Skip to main content
SearchLoginLogin or Signup

Protecting user privacy on the COPIM project

Looking back at how the COPIM project protected the privacy of our website users and rethought the typical technical model for gathering web analytics

Published onAug 17, 2023
Protecting user privacy on the COPIM project
·

Header photo by Matthew Henry on Unsplash licensed under the Unsplash License.

The COPIM project ran from 2019 to 2023 and worked to create open publishing infrastructures driven by the core ethical values of being community-led, working openly with open access and open source licensing, and being anti-competitive. As an Open Source Software Developer on the project, I sought to keep technological ethics in mind when creating software and maintaining core project infrastructure such as the COPIM website.

In this blog post, I look back at how we protected the users of our website by rethinking the default mechanisms used for modern websites and by taking a considered approach to users’ personal data. I outline what ethical considerations we addressed and, for those interested, go into some technical detail on the mechanisms we used to: collect website analytics without giving the data to a third-party service; reduce the amount of data gathered about our users to the absolute minimum required; and to set up an onion service mirror of the website which users can access through the Tor network for added data privacy and circumvention of censorship mechanisms.

1.0: web ethics

COPIM was a project based around open access licensing: the project created scholar-led, community-owned systems and infrastructures to enable open access book publishing by smaller presses in opposition to the monopolisation of open access publishing by commercial publishers and for-profit intermediaries. Alongside this strong focus on open access, the project also recognised the holistic and overlapping nature of open values. For example, we believed that supporting open infrastructures means supporting open source software and open standards for metadata.

With this holistic ethical thinking in mind, supporting community-led infrastructures also meant thinking about protecting the users of our community. Users of websites and other software infrastructures are surrounded by risks to their online privacy and threats to their personal data. State and corporate surveillance of people’s internet usage is a massive issue for privacy rights. In 2013, Edward Snowden exposed the USA’s PRISM surveillance programme and the US National Security Agency’s collaboration with tech companies including Microsoft, Facebook, Apple, and Google (Greenwald & MacAskill, 2013). In 2017, WikiLeaks published the Vault 7 documents revealing that the US Central Intelligence Agency was able to extract user data from various ‘smart’ technology products and from the iOS and Android smartphone operating systems (Burgess, 2018).

### Extracted information
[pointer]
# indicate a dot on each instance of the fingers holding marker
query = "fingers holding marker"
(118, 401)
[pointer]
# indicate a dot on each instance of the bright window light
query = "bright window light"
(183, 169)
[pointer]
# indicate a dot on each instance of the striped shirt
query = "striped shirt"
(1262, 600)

### Exercises to complete
1. According to the blog post on COPIM user privacy, why did the project set up an onion service mirror of its website reachable through the Tor network? Answer in one to three sentences.
2. In the blog post on COPIM user privacy, what years did the COPIM project run?
3. Write the next part of the blog post on COPIM user privacy, picking up after its last sentence.

### Task-by-task results
1. The onion service mirror gave users added data privacy. It also let them get around censorship mechanisms.

2. From 2019 to 2023.

3.
The limited scope of the COPIM project precluded us from tackling the massive surveillance issues raised above but what we were able to do was ensure that our user-facing infrastructure was as free from digital surveillance as we were able to make it. We wanted our web presence to demonstrate an alternative mode of engaging with users on the internet and to show, albeit in a small-scale way, that a different internet is possible: to, in the words of Cory Doctorow’s (Doctorow, 2023) upcoming book on interoperability and dismantling corporate hegemony online, “seize the means of computation”.

In line with COPIM’s ‘scaling small’ philosophy (Adema & Moore, 2021), we deliberately avoided using technical infrastructures provided by monopolistic corporate entities like Google or Microsoft and instead relied on nurturing connections and collaborations with providers of smaller open source products and services. Instead of keeping documents on a cloud-hosted Microsoft SharePoint site, we hosted our own Virtual Private Server and kept documents in a Nextcloud instance; instead of holding meetings over Zoom, we used BigBlueButton, Jitsi, and eduMEET; and instead of hosting our website with a cloud-hosted all-in-one provider like Squarespace, we built and hosted our own websites on our own server.

Hosting our own services allowed us more control over how they worked and this allowed us in turn to experiment with our approach to hosting our website and gathering analytics.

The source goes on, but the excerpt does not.